### What is expected
Exact reproduction required: the lines below from the line with "Target: painted hummingbird" to the line with "Target: parked car", both ends included, and no others.

---------- Data provided

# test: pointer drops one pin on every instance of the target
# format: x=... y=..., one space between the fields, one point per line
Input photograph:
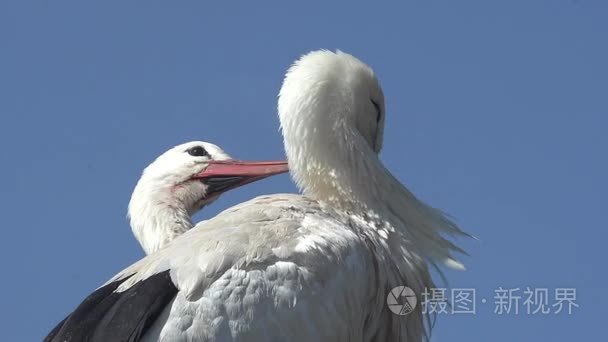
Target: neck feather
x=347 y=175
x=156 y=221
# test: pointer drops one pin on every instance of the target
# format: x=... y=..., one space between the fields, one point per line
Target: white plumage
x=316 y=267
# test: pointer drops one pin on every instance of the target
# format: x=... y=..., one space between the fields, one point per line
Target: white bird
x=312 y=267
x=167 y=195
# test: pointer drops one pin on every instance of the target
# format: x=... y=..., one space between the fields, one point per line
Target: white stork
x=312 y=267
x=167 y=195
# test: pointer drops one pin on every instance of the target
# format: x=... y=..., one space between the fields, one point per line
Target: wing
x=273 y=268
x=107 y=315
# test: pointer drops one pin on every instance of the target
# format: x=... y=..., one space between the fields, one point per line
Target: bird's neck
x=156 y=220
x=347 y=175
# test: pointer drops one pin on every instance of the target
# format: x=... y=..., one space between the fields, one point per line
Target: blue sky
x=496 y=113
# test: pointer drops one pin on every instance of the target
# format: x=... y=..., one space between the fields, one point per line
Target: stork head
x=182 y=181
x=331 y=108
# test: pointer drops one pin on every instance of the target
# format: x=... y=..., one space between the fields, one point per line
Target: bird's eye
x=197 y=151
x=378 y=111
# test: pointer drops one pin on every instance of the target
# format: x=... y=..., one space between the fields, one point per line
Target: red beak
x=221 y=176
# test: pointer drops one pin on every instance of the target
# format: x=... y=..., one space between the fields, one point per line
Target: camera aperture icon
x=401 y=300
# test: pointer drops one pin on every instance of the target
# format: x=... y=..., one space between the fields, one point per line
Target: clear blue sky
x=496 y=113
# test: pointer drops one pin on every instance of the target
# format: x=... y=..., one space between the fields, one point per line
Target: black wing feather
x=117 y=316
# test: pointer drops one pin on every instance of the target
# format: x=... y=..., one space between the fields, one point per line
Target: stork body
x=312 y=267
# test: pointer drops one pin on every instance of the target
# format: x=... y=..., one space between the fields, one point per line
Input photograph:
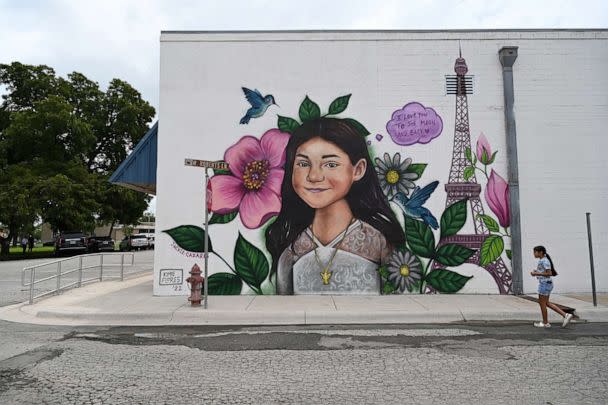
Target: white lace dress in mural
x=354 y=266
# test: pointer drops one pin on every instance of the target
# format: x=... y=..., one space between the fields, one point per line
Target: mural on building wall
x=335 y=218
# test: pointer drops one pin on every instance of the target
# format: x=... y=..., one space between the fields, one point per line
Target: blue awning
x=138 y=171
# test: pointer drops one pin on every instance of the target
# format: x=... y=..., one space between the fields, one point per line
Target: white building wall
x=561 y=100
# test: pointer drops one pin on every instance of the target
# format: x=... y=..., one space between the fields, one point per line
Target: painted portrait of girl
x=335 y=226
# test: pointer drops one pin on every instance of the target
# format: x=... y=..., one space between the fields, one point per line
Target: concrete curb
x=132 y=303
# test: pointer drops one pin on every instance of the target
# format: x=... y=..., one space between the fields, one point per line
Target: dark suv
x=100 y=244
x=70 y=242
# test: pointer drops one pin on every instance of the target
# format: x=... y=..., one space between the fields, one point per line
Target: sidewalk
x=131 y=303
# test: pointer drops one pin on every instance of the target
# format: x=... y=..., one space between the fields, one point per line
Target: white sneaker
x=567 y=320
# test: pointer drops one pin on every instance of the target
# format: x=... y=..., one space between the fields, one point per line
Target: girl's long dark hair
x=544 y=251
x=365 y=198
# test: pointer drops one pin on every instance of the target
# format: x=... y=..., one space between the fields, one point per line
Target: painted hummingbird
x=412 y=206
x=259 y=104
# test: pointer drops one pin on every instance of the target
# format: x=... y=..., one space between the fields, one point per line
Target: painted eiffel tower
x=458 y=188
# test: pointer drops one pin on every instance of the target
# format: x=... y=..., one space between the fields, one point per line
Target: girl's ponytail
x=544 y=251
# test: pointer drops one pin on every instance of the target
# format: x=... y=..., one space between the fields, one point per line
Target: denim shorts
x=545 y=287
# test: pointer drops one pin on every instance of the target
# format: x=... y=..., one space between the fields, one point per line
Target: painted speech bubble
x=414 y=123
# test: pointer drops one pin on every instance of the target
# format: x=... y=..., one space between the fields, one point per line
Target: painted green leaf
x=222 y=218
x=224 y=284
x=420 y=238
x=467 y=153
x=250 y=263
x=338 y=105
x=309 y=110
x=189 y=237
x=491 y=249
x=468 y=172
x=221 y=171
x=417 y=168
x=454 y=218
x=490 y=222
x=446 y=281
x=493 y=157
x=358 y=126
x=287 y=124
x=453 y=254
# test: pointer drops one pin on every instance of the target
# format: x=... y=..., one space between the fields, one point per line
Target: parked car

--------------------
---------- Data provided

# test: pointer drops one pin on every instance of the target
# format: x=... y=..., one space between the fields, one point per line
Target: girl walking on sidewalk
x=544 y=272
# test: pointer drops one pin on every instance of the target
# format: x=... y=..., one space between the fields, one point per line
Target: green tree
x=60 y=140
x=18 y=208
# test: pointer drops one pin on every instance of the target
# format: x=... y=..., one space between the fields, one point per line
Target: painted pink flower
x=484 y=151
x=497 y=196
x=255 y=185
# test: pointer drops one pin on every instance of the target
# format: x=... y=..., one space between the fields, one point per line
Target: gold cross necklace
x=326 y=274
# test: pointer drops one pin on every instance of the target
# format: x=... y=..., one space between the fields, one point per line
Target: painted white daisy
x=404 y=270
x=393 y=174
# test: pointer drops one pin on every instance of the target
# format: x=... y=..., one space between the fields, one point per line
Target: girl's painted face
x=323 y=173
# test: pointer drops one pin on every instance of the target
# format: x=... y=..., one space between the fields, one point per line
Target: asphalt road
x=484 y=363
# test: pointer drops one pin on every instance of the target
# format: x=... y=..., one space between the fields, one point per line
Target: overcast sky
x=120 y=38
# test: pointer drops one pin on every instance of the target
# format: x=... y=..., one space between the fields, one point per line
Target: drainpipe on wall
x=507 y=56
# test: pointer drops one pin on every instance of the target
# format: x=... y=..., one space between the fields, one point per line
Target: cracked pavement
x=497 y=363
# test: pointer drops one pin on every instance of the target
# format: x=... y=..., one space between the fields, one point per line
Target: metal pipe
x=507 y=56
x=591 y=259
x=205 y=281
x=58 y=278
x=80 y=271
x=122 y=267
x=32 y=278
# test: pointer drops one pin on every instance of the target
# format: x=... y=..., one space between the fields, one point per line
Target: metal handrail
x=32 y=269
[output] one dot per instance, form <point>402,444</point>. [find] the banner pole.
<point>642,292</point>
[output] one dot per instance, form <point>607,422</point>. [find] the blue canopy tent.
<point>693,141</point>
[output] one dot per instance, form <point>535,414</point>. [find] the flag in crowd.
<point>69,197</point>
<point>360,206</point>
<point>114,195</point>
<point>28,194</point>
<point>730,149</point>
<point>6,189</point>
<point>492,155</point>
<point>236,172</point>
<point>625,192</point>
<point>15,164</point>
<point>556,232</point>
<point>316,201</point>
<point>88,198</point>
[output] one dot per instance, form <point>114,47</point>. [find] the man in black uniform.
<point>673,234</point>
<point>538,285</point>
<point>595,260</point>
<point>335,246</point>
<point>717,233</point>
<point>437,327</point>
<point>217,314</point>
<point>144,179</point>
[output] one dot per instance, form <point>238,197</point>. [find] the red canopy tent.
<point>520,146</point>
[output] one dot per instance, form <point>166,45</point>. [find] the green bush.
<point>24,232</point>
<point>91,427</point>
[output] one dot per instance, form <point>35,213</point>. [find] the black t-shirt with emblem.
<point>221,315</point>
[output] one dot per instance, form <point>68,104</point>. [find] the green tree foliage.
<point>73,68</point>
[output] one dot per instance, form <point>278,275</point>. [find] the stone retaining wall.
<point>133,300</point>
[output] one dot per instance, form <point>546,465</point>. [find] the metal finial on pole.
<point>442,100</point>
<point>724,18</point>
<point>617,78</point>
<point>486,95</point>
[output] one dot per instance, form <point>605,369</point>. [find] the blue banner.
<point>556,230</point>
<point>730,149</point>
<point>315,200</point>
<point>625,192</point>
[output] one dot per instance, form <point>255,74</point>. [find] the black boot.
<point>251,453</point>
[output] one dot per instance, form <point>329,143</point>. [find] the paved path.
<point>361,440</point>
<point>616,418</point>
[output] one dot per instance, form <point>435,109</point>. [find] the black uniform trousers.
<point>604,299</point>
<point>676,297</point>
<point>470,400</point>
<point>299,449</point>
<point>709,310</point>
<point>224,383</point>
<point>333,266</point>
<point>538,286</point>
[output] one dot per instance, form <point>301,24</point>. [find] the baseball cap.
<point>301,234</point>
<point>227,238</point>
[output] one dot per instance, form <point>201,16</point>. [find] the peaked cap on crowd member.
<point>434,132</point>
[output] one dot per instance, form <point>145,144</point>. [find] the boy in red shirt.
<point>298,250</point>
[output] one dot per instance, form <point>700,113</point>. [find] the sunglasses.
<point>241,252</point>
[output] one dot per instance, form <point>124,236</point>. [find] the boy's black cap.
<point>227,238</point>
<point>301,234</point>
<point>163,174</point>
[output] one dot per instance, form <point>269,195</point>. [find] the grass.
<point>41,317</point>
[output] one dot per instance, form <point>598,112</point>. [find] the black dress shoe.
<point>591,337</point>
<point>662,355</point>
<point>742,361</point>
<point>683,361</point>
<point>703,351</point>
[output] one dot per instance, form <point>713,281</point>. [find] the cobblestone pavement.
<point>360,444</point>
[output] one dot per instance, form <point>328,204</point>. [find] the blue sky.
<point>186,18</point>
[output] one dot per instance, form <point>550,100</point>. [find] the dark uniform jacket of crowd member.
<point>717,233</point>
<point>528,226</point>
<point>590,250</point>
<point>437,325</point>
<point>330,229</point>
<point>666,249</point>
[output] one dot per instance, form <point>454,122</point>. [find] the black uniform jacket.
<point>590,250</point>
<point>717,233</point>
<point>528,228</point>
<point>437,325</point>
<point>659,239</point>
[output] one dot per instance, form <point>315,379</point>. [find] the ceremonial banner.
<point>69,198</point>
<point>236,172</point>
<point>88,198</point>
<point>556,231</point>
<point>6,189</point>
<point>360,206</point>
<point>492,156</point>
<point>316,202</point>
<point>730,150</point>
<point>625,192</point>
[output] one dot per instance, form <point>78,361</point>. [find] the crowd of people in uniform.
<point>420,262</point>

--------------------
---------- Data provided

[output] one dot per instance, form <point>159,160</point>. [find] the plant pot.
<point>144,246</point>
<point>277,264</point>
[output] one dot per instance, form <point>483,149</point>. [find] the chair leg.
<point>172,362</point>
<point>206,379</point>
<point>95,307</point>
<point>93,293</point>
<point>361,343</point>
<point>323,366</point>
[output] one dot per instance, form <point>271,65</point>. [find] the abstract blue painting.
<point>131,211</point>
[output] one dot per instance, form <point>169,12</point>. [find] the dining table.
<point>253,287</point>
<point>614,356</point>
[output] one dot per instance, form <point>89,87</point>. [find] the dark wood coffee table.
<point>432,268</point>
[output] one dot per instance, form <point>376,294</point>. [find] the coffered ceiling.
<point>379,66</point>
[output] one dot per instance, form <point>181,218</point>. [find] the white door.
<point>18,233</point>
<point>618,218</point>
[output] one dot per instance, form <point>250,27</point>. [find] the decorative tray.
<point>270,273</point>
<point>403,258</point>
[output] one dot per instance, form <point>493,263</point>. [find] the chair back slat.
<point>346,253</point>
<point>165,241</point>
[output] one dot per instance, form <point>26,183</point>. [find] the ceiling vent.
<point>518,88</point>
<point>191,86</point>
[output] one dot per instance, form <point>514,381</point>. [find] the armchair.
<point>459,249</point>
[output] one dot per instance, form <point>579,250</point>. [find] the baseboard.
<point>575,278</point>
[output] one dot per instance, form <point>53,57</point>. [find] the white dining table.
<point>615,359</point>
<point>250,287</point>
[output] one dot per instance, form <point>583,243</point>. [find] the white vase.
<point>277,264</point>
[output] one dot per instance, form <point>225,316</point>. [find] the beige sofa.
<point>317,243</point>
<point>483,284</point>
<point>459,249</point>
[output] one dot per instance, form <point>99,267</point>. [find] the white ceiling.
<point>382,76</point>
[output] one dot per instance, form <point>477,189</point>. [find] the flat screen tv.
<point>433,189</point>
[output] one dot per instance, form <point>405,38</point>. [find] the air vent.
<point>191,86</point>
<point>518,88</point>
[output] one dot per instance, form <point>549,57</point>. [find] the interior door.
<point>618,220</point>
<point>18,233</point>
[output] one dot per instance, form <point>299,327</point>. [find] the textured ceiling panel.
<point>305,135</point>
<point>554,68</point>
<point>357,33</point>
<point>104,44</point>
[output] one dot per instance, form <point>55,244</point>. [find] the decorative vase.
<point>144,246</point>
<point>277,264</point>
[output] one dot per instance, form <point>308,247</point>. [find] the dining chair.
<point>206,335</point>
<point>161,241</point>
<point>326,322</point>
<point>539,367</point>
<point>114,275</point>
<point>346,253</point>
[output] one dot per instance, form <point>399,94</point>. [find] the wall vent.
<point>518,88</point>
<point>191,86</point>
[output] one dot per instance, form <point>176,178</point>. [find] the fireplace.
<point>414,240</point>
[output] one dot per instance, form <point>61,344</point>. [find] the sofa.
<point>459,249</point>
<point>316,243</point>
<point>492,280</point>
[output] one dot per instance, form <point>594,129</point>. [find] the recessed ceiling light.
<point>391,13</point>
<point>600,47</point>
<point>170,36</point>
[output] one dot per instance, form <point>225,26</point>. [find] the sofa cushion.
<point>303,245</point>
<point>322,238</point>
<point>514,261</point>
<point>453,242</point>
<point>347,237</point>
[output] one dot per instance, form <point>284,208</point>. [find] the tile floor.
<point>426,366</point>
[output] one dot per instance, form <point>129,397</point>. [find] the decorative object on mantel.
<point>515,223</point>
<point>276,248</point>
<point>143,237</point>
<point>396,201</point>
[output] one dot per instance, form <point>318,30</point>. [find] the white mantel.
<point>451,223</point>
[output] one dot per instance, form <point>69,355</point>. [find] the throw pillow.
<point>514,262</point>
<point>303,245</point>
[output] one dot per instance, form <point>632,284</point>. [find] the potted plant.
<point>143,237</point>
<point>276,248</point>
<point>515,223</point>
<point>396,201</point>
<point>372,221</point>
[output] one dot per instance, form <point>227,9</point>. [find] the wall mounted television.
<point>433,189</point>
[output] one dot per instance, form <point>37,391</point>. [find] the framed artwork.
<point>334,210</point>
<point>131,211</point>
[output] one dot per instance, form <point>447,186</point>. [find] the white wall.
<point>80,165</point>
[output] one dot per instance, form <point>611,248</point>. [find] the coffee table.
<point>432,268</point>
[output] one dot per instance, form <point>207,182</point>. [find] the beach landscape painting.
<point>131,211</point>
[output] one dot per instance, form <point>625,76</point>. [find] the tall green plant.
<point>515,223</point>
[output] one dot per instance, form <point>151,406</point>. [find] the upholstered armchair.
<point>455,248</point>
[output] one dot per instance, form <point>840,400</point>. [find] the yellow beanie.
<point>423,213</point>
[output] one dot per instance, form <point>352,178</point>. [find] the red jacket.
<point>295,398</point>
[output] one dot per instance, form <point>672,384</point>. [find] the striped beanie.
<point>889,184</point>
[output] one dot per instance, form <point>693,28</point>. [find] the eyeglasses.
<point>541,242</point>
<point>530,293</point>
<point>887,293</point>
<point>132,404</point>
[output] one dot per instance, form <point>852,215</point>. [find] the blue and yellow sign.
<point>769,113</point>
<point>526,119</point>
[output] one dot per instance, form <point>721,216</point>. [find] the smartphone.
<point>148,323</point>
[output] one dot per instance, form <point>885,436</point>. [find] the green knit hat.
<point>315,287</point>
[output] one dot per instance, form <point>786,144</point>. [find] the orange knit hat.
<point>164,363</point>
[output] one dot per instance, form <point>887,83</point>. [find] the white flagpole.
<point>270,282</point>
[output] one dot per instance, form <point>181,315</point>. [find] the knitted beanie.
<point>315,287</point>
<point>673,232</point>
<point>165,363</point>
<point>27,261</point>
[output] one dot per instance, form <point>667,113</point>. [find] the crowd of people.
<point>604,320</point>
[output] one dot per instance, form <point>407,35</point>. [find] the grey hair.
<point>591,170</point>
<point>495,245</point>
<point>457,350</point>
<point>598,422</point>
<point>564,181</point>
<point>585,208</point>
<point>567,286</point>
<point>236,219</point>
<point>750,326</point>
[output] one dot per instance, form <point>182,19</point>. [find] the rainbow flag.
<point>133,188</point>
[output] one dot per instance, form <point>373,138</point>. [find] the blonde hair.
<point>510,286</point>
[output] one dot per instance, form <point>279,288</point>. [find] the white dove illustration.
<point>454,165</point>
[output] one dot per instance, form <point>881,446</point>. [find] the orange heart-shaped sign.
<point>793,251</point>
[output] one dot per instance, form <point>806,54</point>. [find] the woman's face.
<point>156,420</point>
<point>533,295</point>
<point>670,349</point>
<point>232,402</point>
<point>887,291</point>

--------------------

### Reply to the exercise
Target: painted hummingbird
x=412 y=206
x=259 y=104
# test: pointer drops one pin on every instance of the target
# format: x=... y=..., one space between the fields, one point per line
Target: painted eiffel tower
x=458 y=188
# test: pointer drops one pin on every instance of the target
# format: x=... y=..., one space between the fields, one point per line
Target: girl's ponytail
x=544 y=251
# test: pointer drops one pin on every instance of the target
# format: x=... y=..., one space between the fields, one point per line
Target: denim shorts
x=545 y=287
# test: pointer drops one pin on every instance of the target
# format: x=... y=..., one space between the fields, one point per line
Target: painted speech bubble
x=414 y=123
# test: pointer drops one pin on every instance of the target
# format: x=... y=..., one space between the fields, one point per line
Target: painted green leaf
x=222 y=218
x=224 y=284
x=420 y=238
x=467 y=153
x=250 y=263
x=338 y=105
x=309 y=110
x=189 y=237
x=491 y=249
x=468 y=172
x=221 y=171
x=417 y=168
x=454 y=218
x=490 y=222
x=446 y=281
x=493 y=157
x=358 y=126
x=287 y=124
x=453 y=254
# test: pointer drops one pin on every instance of the target
# format: x=... y=..., one space between the fields, one point per line
Target: parked car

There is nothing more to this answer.